**TASK**
Restate word for word the lines of the entries below, starting with the line that holds "label: tree trunk | output bbox" and ending with the line that holds "label: bush | output bbox", and no others.

**Items from a dataset**
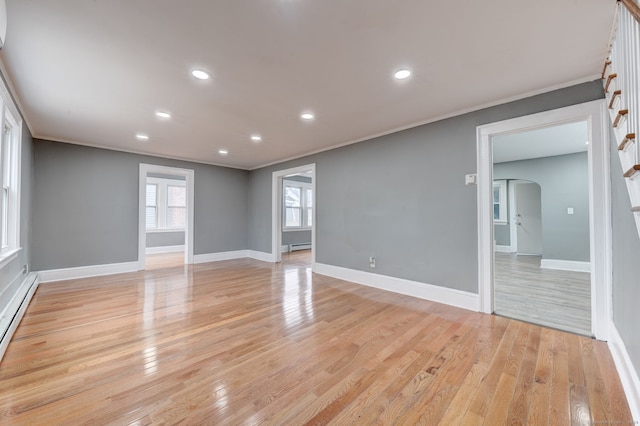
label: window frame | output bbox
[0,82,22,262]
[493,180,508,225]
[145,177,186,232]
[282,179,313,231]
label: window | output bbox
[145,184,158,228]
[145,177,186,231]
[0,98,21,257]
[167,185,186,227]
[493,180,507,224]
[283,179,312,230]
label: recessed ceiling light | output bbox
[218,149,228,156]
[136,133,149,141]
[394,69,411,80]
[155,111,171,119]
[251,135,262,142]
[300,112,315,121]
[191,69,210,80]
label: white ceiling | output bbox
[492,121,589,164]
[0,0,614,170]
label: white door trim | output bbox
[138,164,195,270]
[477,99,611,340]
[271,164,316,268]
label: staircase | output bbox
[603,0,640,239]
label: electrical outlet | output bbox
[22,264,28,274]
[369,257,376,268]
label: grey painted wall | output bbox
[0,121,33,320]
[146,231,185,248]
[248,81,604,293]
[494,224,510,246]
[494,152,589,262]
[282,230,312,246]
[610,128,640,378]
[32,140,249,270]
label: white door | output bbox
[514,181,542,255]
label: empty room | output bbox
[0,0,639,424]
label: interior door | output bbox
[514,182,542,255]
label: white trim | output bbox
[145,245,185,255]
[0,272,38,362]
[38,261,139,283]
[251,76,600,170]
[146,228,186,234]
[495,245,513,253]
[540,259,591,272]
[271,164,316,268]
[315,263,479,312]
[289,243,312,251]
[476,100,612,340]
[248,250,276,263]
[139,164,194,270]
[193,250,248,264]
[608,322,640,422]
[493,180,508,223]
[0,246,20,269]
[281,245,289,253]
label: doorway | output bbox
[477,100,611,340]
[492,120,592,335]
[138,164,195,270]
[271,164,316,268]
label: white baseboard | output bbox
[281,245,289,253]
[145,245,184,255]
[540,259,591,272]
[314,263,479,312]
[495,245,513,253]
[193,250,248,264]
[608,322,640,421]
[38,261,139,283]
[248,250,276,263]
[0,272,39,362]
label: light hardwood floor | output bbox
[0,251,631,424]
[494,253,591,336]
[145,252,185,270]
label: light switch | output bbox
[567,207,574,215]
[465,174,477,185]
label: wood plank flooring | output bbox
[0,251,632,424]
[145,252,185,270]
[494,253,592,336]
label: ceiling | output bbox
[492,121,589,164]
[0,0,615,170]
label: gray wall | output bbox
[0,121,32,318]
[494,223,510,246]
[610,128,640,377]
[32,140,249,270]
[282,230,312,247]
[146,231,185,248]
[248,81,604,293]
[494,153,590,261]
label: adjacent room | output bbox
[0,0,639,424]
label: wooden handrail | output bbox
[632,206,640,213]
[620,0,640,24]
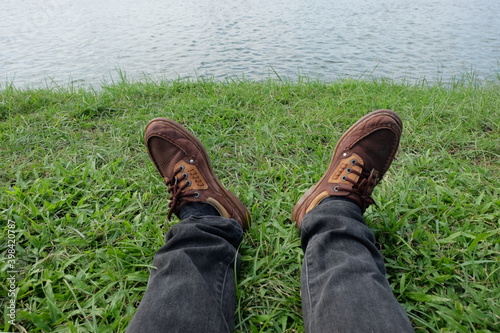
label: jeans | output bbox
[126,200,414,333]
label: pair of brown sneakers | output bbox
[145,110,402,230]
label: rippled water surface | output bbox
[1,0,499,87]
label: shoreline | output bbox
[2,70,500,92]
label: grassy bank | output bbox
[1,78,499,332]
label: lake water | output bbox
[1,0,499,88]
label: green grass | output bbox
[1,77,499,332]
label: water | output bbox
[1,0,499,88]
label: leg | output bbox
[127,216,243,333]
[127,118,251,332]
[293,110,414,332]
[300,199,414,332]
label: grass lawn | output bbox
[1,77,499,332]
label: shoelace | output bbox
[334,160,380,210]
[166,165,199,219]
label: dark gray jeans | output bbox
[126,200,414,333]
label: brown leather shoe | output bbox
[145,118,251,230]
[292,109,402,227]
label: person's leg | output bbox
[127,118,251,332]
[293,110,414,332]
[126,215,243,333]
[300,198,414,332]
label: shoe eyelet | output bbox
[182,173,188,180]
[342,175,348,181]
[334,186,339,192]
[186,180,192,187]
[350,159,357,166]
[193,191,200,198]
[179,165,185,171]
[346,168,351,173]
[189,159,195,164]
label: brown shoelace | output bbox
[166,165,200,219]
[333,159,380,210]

---

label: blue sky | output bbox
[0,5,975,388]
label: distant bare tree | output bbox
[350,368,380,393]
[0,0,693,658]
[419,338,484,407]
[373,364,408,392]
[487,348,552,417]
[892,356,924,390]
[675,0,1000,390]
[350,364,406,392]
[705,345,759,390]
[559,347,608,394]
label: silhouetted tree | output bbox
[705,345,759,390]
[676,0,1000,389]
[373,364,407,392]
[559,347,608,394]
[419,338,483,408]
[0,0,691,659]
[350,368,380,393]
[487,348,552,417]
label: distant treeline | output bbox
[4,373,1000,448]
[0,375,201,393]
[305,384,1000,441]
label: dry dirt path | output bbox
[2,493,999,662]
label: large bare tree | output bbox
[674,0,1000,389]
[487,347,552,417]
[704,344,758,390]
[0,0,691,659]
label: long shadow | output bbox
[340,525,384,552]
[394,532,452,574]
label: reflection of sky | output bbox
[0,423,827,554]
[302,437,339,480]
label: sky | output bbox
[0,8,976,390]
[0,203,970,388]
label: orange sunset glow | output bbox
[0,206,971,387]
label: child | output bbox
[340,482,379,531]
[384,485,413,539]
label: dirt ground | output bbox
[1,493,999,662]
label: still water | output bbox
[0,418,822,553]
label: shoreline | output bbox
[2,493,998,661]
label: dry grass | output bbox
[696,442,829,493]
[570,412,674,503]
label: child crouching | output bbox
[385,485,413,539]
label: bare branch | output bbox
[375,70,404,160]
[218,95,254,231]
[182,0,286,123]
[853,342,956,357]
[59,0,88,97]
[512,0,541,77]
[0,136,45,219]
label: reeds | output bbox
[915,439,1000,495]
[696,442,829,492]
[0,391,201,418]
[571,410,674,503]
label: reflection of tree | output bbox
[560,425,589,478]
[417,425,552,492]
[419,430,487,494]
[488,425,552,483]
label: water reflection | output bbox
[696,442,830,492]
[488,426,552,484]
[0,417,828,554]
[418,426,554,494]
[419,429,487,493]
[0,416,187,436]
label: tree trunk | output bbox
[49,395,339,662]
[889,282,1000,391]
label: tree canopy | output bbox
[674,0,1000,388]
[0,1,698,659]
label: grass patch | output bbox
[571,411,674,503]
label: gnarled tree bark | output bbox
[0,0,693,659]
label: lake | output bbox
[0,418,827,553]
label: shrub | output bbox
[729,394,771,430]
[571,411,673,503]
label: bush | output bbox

* * *

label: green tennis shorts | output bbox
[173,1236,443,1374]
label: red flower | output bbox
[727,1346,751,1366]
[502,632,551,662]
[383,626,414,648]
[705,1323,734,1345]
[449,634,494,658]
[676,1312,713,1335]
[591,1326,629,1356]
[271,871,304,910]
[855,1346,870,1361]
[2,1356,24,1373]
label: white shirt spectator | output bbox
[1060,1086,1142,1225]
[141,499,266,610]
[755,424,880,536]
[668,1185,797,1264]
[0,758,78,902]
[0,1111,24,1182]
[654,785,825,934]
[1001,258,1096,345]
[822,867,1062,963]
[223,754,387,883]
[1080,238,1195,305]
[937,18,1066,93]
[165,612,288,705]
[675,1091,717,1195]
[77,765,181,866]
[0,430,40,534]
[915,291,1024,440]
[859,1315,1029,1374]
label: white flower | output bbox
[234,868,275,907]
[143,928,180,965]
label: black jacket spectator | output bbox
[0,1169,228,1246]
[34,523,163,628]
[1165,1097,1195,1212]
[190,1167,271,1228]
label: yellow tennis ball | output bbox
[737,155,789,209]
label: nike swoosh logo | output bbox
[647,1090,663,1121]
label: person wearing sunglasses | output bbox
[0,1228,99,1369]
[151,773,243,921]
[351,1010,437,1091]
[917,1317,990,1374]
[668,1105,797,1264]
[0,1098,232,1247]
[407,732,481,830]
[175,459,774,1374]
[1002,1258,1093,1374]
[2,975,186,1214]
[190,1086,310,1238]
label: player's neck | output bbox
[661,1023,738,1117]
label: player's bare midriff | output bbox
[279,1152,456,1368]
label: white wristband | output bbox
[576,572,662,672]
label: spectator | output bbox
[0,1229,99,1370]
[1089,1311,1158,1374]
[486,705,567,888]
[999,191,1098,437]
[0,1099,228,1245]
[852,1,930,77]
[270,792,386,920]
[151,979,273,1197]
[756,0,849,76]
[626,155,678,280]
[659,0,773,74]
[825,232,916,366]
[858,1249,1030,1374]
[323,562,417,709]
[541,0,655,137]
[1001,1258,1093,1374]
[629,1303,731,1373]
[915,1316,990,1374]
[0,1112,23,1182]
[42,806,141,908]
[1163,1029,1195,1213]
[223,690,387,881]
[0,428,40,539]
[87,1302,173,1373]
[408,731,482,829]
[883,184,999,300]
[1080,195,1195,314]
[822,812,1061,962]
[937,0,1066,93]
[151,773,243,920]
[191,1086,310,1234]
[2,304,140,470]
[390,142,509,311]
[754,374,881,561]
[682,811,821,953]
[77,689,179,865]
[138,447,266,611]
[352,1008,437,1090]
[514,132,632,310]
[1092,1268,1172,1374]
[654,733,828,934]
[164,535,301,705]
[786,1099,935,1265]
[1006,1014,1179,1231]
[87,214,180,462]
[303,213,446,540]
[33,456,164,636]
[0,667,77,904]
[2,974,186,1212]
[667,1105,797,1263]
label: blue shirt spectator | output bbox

**SOLUTION FOR THIS TASK**
label: tree trunk | output bbox
[49,395,339,662]
[889,282,1000,391]
label: tree canopy | output bbox
[674,0,1000,388]
[0,1,698,659]
label: grass patch | output bbox
[571,411,674,503]
label: gnarled tree bark | output bbox
[0,0,693,659]
label: lake | output bbox
[0,418,827,553]
label: shrub | output bbox
[729,394,771,430]
[571,411,673,503]
label: bush | output bbox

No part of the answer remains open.